--- Begin PROVIDED PASSAGE ---

By processing portions of media streams into segments, a presentation can be developed according to a thought-by-thought developmental approach. Each segment (e.g., thought) can be associated with respective audio segment, video segment and block of closed-captioning text. The audio segment and closed-captioning text can be revised and the synchronization of the audio, closed-caption text and video segment can be computationally maintained. The durational properties of the video segment can be modified by adding or dropping frames. In this way, a multiple audio language product can be developed and the synchronization of audio/visual content can be computationally maintained to whichever audio the viewer selects.

BRIEF DESCRIPTION OF THE DRAWINGS

The foregoing and other objects, features and advantages of the invention will be apparent from the following more particular description of embodiments of the invention, as illustrated in the accompanying drawings in which like reference characters refer to the same parts throughout the different views. The drawings are not necessarily to scale, emphasis instead being placed upon illustrating the principles of the invention.

FIGS. 1A-1B are diagrams of a development environment using a time-coder according to an embodiment of the invention.

FIG. 2A is a block diagram depicting the process of synchronizing media in a presentation according to an embodiment of the invention.

FIG. 2B is a block diagram depicting specific functions that occur with a dual media page load according to an embodiment of the invention.

FIGS. 3A-3B are diagrams depicting features of the time-coder controls.

FIG. 4 is a depiction of an animation control/status bar.

DETAILED DESCRIPTION

Consider the situation, for example, where a developer creates a presentation that includes a video stream that is time-coded to an English audio stream. Later, the developer wants to revise the presentation so that instead of having an English audio stream, it has a Vietnamese audio stream. In the past, a developer in this situation, typically, a developer had to modify the video with the new Vietnamese audio, in order to ensure that the video and the new Vietnamese audio are substantially synchronized. The developer would have generally been required to synchronize to the video to the new Vietnamese audio even though the presentation was previously synchronized with the English audio stream. In accordance with particular embodiments of the invention, however, changes to the audio streams in a presentation can be made and the content of presentation can still be substantially synchronized.

A presentation can be developed that has a plurality of different audio streams that can be selected. One audio stream, the “first audio stream” can reflect an initial (draft) version of the audio. Alternatively, the first audio stream can be directed to a specific language, such as English. Another audio stream, the “second audio stream” can reflect a final version of the first audio stream. Alternatively, the second audio stream can be directed to a different language, such as Vietnamese. For example, the first audio stream can correspond to an English version and the second audio stream can correspond to the Vietnamese version.

--- End PROVIDED PASSAGE ---

PROBLEMS TO WORK ON:
a) In the media synchronization passage, how can the durational properties of the video segment be modified?
b) Output the part of the media synchronization passage that begins at the words "FIG. 2A is a" and stops after the words "animation control/status bar.".
Answer from the media synchronization passage alone, not from the listing.

--- Begin DATA SEGMENT ---

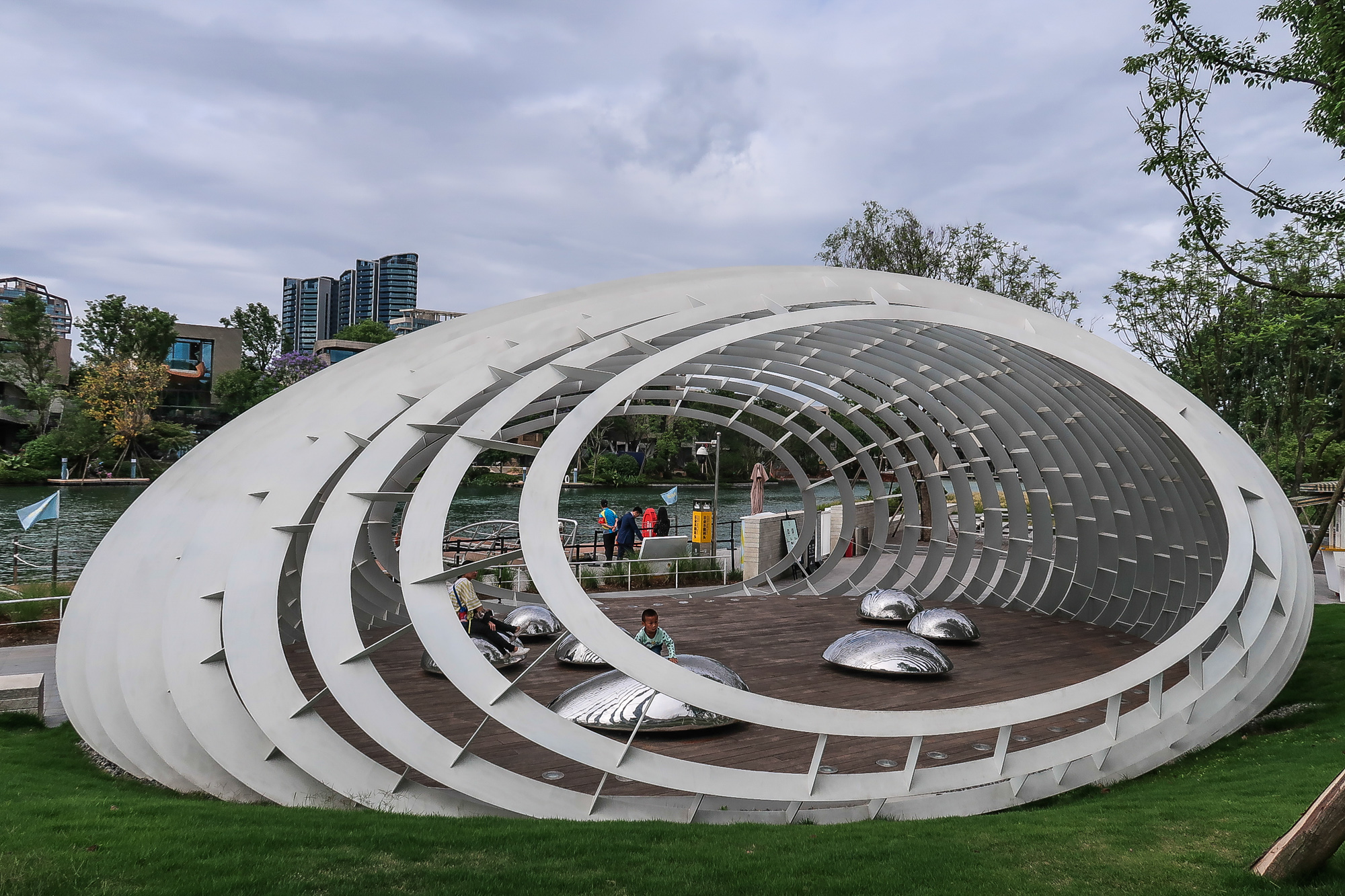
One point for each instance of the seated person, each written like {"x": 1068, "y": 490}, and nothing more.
{"x": 481, "y": 622}
{"x": 653, "y": 637}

--- End DATA SEGMENT ---

RESPONSE LIST:
a) By adding or dropping frames.

b)
FIG. 2A is a block diagram depicting the process of synchronizing media in a presentation according to an embodiment of the invention.

FIG. 2B is a block diagram depicting specific functions that occur with a dual media page load according to an embodiment of the invention.

FIGS. 3A-3B are diagrams depicting features of the time-coder controls.

FIG. 4 is a depiction of an animation control/status bar.